April 23, 2024

Secret Consultant’s Report Revealed

Share

First there was a visit to the Mazatzal Testicle Festival south of Payson to interview some of the more impressive visitors. Next came a tip that a group of rich, white Arizonans had been caught smuggling themselves into Mexico to pick melons. Then word reached a Special Excentric Task Force that someone had squirted Mary Guaraldi, Canyon Moon Theatre’s Producing Director, with of all things, a squirt gun.

“Why?” is the burning question! And you, gentle readers, think that Excentric correspondents just sit around sipping Bombay gin martinis all day long?

But those newsworthy items pale when compared to the discovery of a secret consultant’s report which the City of Sedona refuses to release. Its principal conclusion:

“Sedona councilpersons, counselors, staffers and most of those who voted for them lack any sense of fun, playfulness or high spirits. Everyone is too serious and about as entertaining as a Taliban amusement park. Most lack the human impulse to be lighthearted and playful.”

Is that judgment too harsh, gentle readers?

Far from it, summed up the consultant whose name was given as T. R. For example, ancient Egyptians knew for sure that when a citizen passed on, the gods put the person’s heart in on a plate and placed it on a set of scales. On another plate of the scale, they placed a feather. “If the heart of the deceased weighed more than the feather,” he penned in the secret report, “he or she was denied admittance to heaven for only the lighthearted were deemed advanced enough to merit immortality. What are the odds of city officials making it to that higher plane, well, ipso facto?”

┄┄┄┄┄┄┄┄┄┄

EXERCISE PROMPT → Pick up the satirical column about Sedona's secret consultant's report from its last sentence and keep writing it.

┄┄┄┄┄┄┄┄┄┄

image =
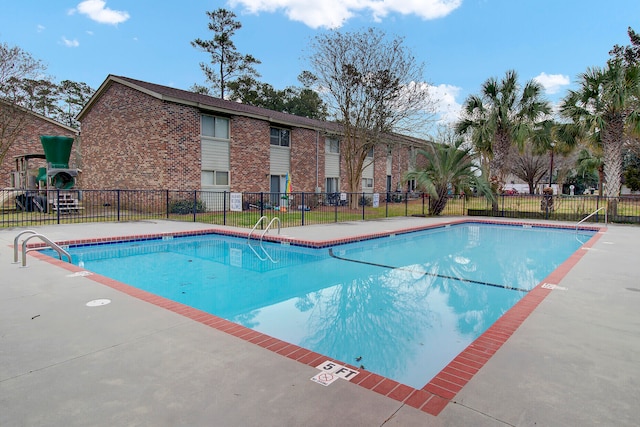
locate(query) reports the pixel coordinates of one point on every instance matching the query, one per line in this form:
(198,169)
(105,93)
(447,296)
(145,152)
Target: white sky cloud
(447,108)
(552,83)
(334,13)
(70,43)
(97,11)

┄┄┄┄┄┄┄┄┄┄

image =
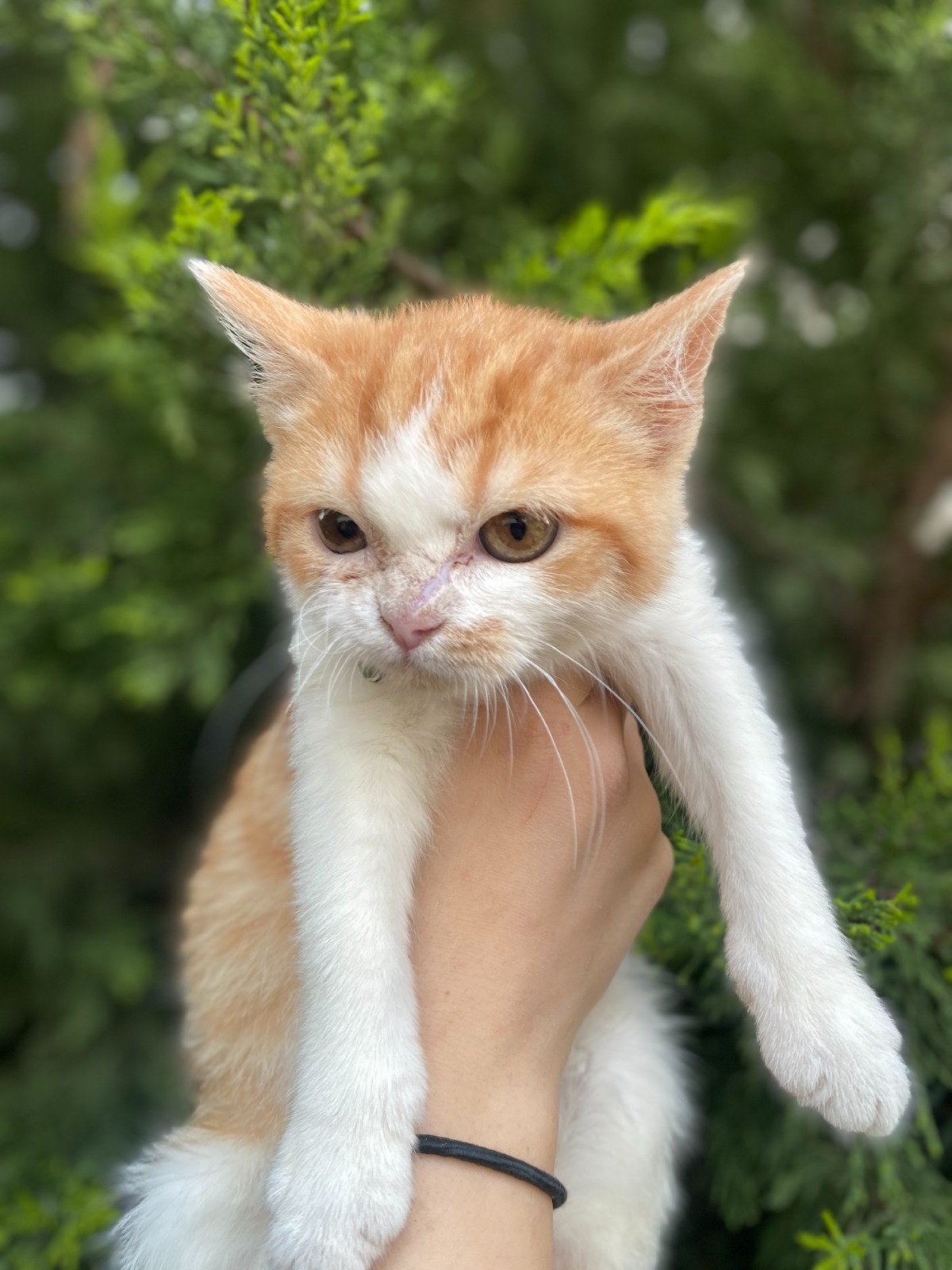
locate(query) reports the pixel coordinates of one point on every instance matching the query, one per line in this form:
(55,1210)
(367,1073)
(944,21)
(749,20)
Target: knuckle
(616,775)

┄┄┄┄┄┄┄┄┄┄

EXERCISE RESULT →
In a private interview with the multi-tasked Special Excentric Task Force, who had just returned to the border having tried to find some of the rich, white Arizonans who’d smuggled themselves across the border into Mexico to pick melons, the consultant said that after numerous interviews, the last one he conducted hit the ball right out of the park: “Sedona used to be a lot more fun. You have to work hard to have fun nowadays,” riposted the man seasoned locals call the Great Randoo.

The consultant observed that far too many people living in the paradise that is Sedona walk around with hang-dog looks on their faces. To him, this was the question: “Is it because they are too self-important to laugh at their own frequently ridiculous behavior–witness the shadow city council I’d discovered–or do they have an interest in looking so very serious because it supports their illusions of grandiosity?”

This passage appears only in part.